■ **DATA FOR THE TASK**
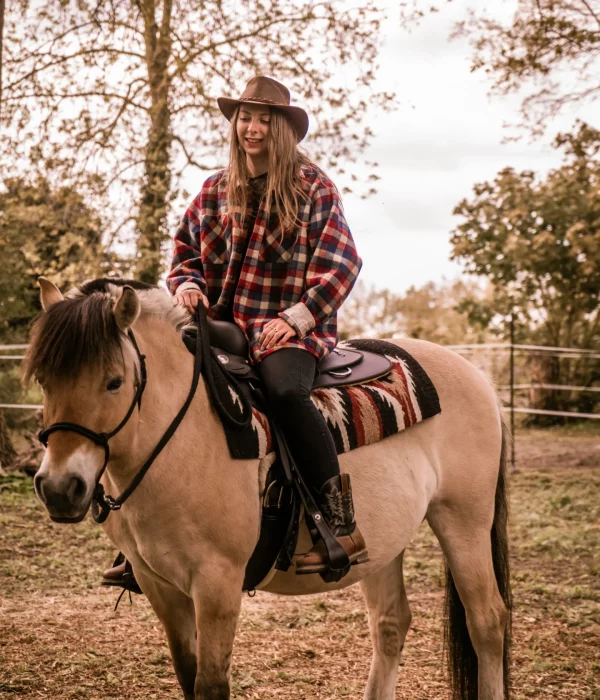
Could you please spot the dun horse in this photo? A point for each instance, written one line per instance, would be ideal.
(192, 524)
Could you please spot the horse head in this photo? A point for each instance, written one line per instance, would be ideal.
(88, 368)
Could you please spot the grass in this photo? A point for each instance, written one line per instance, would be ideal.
(59, 637)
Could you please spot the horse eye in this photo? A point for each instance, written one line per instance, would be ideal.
(114, 384)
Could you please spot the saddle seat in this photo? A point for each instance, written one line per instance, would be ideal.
(340, 368)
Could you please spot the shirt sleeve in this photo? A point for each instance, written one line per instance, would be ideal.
(333, 267)
(186, 266)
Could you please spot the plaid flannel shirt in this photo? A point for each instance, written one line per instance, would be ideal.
(303, 278)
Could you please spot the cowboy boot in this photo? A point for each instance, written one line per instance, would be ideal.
(335, 500)
(121, 575)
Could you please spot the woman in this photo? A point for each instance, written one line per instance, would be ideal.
(265, 245)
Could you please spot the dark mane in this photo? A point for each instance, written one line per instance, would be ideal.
(103, 284)
(78, 332)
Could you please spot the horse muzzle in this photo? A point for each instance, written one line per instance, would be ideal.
(67, 497)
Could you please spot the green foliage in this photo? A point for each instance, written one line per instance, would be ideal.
(44, 232)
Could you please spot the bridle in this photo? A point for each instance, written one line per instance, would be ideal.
(103, 503)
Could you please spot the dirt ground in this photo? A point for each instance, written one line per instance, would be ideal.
(61, 639)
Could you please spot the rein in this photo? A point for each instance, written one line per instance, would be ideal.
(103, 503)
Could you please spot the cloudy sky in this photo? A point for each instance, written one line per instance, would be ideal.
(446, 136)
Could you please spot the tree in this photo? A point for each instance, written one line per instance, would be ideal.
(431, 312)
(131, 86)
(44, 232)
(546, 45)
(538, 242)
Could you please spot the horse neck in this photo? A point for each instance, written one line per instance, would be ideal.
(169, 377)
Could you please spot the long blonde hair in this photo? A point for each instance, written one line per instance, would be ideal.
(284, 193)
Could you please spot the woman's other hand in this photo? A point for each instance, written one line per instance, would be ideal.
(190, 298)
(276, 332)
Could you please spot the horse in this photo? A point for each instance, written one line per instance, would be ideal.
(192, 524)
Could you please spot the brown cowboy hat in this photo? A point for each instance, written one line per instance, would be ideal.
(266, 91)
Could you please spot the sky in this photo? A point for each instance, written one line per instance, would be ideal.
(446, 136)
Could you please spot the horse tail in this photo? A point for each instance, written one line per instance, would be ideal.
(461, 656)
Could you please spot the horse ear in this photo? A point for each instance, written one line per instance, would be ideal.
(49, 293)
(126, 308)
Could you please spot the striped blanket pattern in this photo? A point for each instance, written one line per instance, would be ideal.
(363, 414)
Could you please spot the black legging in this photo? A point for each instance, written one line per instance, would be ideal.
(288, 375)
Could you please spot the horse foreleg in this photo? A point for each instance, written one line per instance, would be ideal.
(217, 600)
(175, 610)
(389, 620)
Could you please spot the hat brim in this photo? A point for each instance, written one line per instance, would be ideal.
(296, 115)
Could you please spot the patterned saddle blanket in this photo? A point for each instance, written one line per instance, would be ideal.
(356, 415)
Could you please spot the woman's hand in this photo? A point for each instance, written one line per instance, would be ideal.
(190, 298)
(276, 332)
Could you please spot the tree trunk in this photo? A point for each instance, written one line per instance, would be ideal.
(2, 8)
(152, 217)
(7, 451)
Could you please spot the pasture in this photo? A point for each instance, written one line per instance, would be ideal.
(59, 636)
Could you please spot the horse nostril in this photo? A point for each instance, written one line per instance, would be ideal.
(77, 489)
(38, 485)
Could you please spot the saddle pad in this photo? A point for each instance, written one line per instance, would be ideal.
(356, 415)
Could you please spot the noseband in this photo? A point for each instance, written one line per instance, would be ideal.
(103, 503)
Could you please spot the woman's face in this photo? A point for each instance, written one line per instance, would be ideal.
(252, 128)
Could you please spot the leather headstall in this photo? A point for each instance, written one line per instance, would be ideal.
(103, 503)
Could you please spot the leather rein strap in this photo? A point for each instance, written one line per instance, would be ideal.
(103, 503)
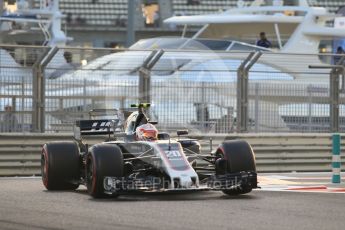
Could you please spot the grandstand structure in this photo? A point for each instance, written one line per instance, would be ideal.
(103, 23)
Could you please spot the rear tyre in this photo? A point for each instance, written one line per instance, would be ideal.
(60, 165)
(103, 160)
(239, 157)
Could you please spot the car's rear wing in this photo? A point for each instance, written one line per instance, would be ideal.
(97, 127)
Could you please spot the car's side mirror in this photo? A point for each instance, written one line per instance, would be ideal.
(182, 132)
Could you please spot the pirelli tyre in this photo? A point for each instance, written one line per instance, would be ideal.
(60, 165)
(239, 157)
(102, 160)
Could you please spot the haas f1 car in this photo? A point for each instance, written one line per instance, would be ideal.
(139, 159)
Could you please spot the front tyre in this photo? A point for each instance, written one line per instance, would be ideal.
(103, 160)
(60, 165)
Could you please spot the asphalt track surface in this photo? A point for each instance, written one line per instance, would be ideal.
(25, 204)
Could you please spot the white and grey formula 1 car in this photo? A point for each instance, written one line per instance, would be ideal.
(126, 164)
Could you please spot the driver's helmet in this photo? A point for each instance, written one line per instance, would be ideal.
(146, 132)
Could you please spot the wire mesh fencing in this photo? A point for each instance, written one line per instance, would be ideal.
(195, 90)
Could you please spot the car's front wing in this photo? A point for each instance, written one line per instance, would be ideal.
(230, 181)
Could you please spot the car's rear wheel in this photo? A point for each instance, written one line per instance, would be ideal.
(60, 165)
(239, 157)
(103, 160)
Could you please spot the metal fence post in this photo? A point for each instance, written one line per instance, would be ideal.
(334, 85)
(38, 90)
(145, 76)
(336, 161)
(334, 101)
(242, 91)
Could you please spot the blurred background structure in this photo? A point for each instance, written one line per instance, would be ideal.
(104, 23)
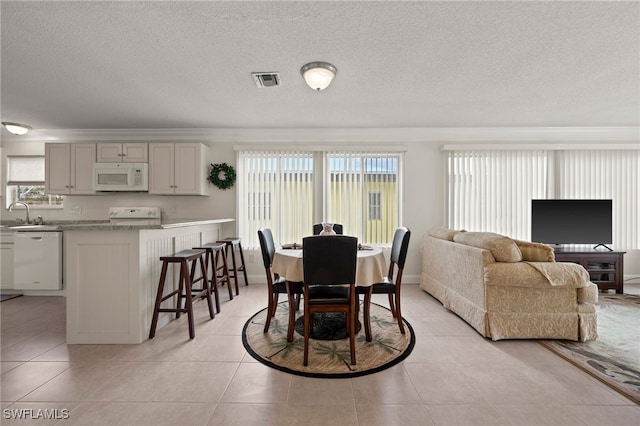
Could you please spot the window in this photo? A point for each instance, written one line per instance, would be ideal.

■ **DO THIS**
Copy the listing exactly. Any image in it stays out of the copy.

■ **EXERCISE ANSWER**
Could you please spot the dun horse in this photo? A point for each instance, written one line per instance, would be ideal.
(192, 524)
Could you please spot the horse head in this photo? A point for each instance, written one line per instance, would be ideal.
(88, 368)
Could you please spot the grass in this photo? A point for each instance, written one line per instance, would be ideal.
(59, 637)
Could you please spot the horse eye in this photo? A point for each instance, written one line per instance, would be ideal.
(114, 384)
Could you please spot the saddle seat in this photo? A point for each instance, written one line per instance, would be ideal.
(340, 368)
Could you please spot the shirt sleeve in this photo? A point for each instance, written one line per instance, would be ideal.
(333, 267)
(186, 266)
Could you please spot the plaid flannel shirt in this photo? A point for each instance, written one line per instance, would be ideal.
(303, 278)
Could you please spot the cowboy boot in this photo? A point for each instance, written one line per instance, would be ideal.
(335, 500)
(121, 575)
Could you please spot the woman in this photo? A point for each instance, written one line per instance, would be ideal.
(265, 245)
Could you please spot the dark mane in this photo? A point for each instance, written one line per instance, would be ideal.
(103, 284)
(78, 332)
Could you please spot the horse muzzle in this photo? A point for each instance, written one line per instance, would be ideal.
(67, 497)
Could you please spot the green foliage in this photo? A point for each instance, written one line per instance, would be ideal.
(44, 232)
Could you please spot the bridle in this photo? A point for each instance, written one line per instance, would be ideal.
(103, 503)
Could you please spot the dirt ground in this photo? A point for each instance, written one line per instance, would be ideal.
(61, 639)
Could you please spot the rein in this photo? A point for each instance, written one line per instance, would be ideal.
(103, 503)
Could you please spot the cloudy sky in this photo? A point for each instance, written one line per instance, would be ideal.
(446, 136)
Could you please spot the tree in this photo? A point for each instance, written one line per instance, would be ideal.
(431, 312)
(131, 86)
(44, 232)
(546, 45)
(538, 242)
Could you please spot the horse neck in this photo? A point for each instance, written one line per instance, would be ideal.
(169, 377)
Could you please spot the long blonde hair in this photo? A point for each instance, written one line per instance, would be ideal.
(284, 193)
Could you please spot the woman's other hand in this photo? A point for each instance, written one line per instance, would be ideal.
(190, 298)
(276, 332)
Could you please spot the horse in this photo? A point for each instance, written one line per instance, would be ideal.
(192, 524)
Could you please spot the brown cowboy hat in this photo? A point for each instance, written one line per instance, would be ideal.
(266, 91)
Could you please spot the sky in this photo? A point for each instance, written one line per instance, would be ideal.
(446, 136)
Could you please spot the horse tail in this photo? A point for each instance, written one line per instance, would be ideal.
(461, 656)
Could you please spot the horse ear in this photo? A point for each instance, written one line per instance, would be ideal.
(49, 293)
(126, 308)
Could you please spot the striped blanket pattern in this photo? A point for each instance, written one line per instance, would be ideal.
(363, 414)
Could you please spot the black legging in this photo? A point for each instance, written one line per instance, would be ideal.
(288, 375)
Could you please spot the horse foreleg in this photo? A point for each instance, written one line per instance, would be ideal.
(217, 600)
(175, 610)
(389, 620)
Could you please spot the hat brim in this photo? A point for each instance, written one line per instance, would be ideal.
(296, 115)
Could you please spot the patterned saddle blanket in this photo? A point for each instance, written one line per instance, would be ideal.
(356, 415)
Could you please spot the woman's hand in this photo? A point for each instance, written one line per instance, would be ideal.
(190, 298)
(276, 332)
Could you please spot the tree trunk in this photo? A point for each instance, written one line per instance, would be ideal.
(2, 8)
(152, 217)
(7, 451)
Could you please spot the pasture in this photo? A point for each instance, written one line per instance, would be ideal.
(59, 636)
Could you please spot the horse nostril in this photo? A point for each instance, written one line per instance, would be ideal.
(77, 489)
(38, 485)
Could you please spot the saddle pad in this photo? A point for each instance, written one line per instance, would be ideal.
(356, 415)
Could you please spot the noseband in this photo? A point for each instance, written one line per instance, would be ideal.
(103, 503)
Could you please spot the woman's face in this photo? A point for each instance, written one line per instance, would be ideal.
(252, 128)
Could you please spot the leather headstall in this photo? A point for each instance, written one line per instance, would be ideal.
(103, 503)
Could you please spot the leather rein strap in this photo? A point for each instance, written one line per instance, would be ideal.
(103, 503)
Could you please spot the grandstand structure in this photo? A point for each instance, written one line per instance, would be ideal.
(103, 23)
Could you please spot the rear tyre in this photo? A point for each instance, written one line per instance, would be ideal.
(60, 165)
(103, 160)
(239, 157)
Could you please spot the car's rear wing in this photo? A point for each instance, written one line per instance, would be ideal.
(97, 127)
Could you please spot the car's side mirror in this photo? A point for each instance, written one line per instance, would be ideal.
(182, 132)
Could you please spot the pirelli tyre in this photo? A point for each instance, written one line per instance, would be ideal.
(60, 165)
(239, 157)
(102, 160)
Could you please spot the haas f1 car in this photo? A point for each instance, written one line per instance, would be ideal.
(139, 159)
Could you please spot the front tyre in this photo? A point for each instance, written one line per instance, would be ideal.
(103, 160)
(60, 165)
Could you please spot the asphalt track surface in this photo? A point for each instance, written one line per instance, would be ideal.
(25, 204)
Could you please spot the white and grey formula 1 car in this photo? A point for each instance, written one line per instance, would be ideal.
(126, 164)
Could you please spot the driver's helmet in this photo? A point for each instance, written one line per instance, would be ideal.
(146, 132)
Could you please spot the wire mesh fencing in this photo? A point for each instance, written one line per instance, would be ideal.
(195, 90)
Could you please spot the car's front wing in this photo? A point for each instance, written one line per instance, would be ideal.
(230, 181)
Could you please spot the car's rear wheel in this photo? A point for each instance, written one line per instance, would be ideal.
(60, 165)
(239, 157)
(103, 160)
Could you please spot the metal fence post in this photo? A point for each instance, written one line per instance, would be ideal.
(334, 85)
(38, 90)
(145, 76)
(336, 161)
(334, 101)
(242, 91)
Could you please spot the blurred background structure in this photo? A point for each instance, written one line per instance, would be ideal.
(104, 23)
Could you please spot the window in this photo? A point for each instance, written one line per instance, would be ideal.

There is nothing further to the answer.